▶ _WORK INSTRUCTION_: In the entries below, return only the line containing "for the wrist." and those after it, exactly, through the last line.

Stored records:

◇ ◇ ◇ ◇ ◇

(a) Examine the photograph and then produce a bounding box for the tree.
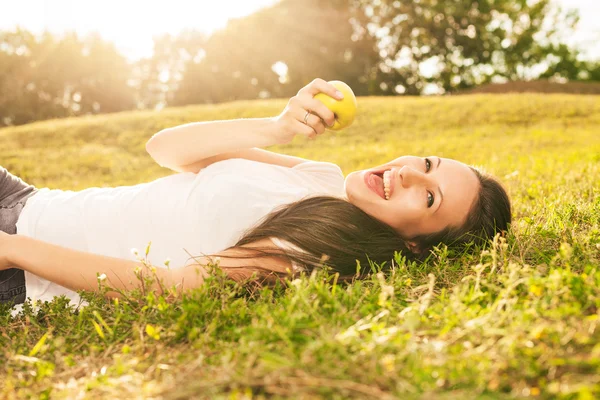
[356,0,585,94]
[0,29,135,126]
[172,0,380,105]
[130,30,209,110]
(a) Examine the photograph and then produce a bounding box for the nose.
[398,165,426,188]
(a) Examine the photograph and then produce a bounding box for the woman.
[0,79,511,308]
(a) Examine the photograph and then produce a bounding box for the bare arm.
[7,234,182,299]
[146,117,282,171]
[145,78,343,172]
[3,234,290,299]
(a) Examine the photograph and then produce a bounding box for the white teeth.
[383,170,391,200]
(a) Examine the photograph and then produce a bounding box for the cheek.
[389,193,423,221]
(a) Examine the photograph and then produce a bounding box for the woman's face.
[344,156,480,240]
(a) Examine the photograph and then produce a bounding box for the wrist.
[5,234,25,269]
[267,116,293,146]
[260,117,286,146]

◇ ◇ ◇ ◇ ◇

▶ _TASK SOLUTION_:
(a) Examine the photograph and then produce a bounding box for the wrist.
[5,234,25,269]
[267,116,293,146]
[260,117,286,146]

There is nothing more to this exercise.